Document text →
Segment Open
Phage therapy, which exploits the ability of certain viruses to infect and replicate within bacteria, shows promise for treating antibiotic-resistant bacterial infections. But the design of such therapies depends on a solid understanding of how phages do their work.
"Phages can kill the cell immediately, or they can become dormant and kill it later," says Abhyudai Singh, assistant professor of electrical engineering at the University of Delaware.
"The data reveal a high level of precision in the kill time," he adds. "It takes about one hour for the virus to complete the process, but questions remain about how the cells control this precision in timing."
Singh and John Dennehy from Queens College and the Graduate Center of the City University of New York have collaborated on research to shed light on the molecular basis for this process.
Their findings appear in a paper, "A First-Passage Time Approach to Controlling Noise in the Timing of Intracellular Events," published online in the Proceedings of the National Academy of Sciences on Jan. 9.
Singh and doctoral student Khem Raj Ghusinga provided the theoretical contribution and Dennehy supplied the biological foundation for the work, which has important implications for medicine.
"The problem is that while there is an overall precision to this process, there is also inherent randomness from cell to cell," Singh says. "So our mathematical model is basically a framework, or model system, that brings order to this randomness and provides general biological insights that can be applied in the laboratory."
He explains that proteins called holins are essential for lysing, or destroying, the cell. They accumulate on the cell membrane, reach a critical threshold, and then form holes that rupture the cell and release phage "babies." But the same gene that expresses holin also expresses another protein called antiholin.
Segment Closed
Task → Transcribe the article on phage therapy and the timing of bacterial cell lysis above in full, word for word, keeping every sentence and quotation unchanged.

Given information →
Segment Open
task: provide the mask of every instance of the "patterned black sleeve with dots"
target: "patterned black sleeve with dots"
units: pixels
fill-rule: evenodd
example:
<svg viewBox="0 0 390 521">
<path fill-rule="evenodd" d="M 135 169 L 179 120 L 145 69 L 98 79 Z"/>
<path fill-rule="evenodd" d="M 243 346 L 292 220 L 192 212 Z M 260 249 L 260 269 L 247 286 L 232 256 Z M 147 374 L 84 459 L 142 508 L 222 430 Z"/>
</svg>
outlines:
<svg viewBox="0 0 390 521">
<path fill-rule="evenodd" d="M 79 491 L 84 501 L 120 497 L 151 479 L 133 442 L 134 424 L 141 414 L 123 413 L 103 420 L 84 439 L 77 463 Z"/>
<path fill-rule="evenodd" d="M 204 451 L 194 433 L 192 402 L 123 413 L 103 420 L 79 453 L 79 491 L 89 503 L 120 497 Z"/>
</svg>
Segment Closed
Response to this exercise →
Phage therapy, which exploits the ability of certain viruses to infect and replicate within bacteria, shows promise for treating antibiotic-resistant bacterial infections. But the design of such therapies depends on a solid understanding of how phages do their work.
"Phages can kill the cell immediately, or they can become dormant and kill it later," says Abhyudai Singh, assistant professor of electrical engineering at the University of Delaware.
"The data reveal a high level of precision in the kill time," he adds. "It takes about one hour for the virus to complete the process, but questions remain about how the cells control this precision in timing."
Singh and John Dennehy from Queens College and the Graduate Center of the City University of New York have collaborated on research to shed light on the molecular basis for this process.
Their findings appear in a paper, "A First-Passage Time Approach to Controlling Noise in the Timing of Intracellular Events," published online in the Proceedings of the National Academy of Sciences on Jan. 9.
Singh and doctoral student Khem Raj Ghusinga provided the theoretical contribution and Dennehy supplied the biological foundation for the work, which has important implications for medicine.
"The problem is that while there is an overall precision to this process, there is also inherent randomness from cell to cell," Singh says. "So our mathematical model is basically a framework, or model system, that brings order to this randomness and provides general biological insights that can be applied in the laboratory."
He explains that proteins called holins are essential for lysing, or destroying, the cell. They accumulate on the cell membrane, reach a critical threshold, and then form holes that rupture the cell and release phage "babies." But the same gene that expresses holin also expresses another protein called antiholin.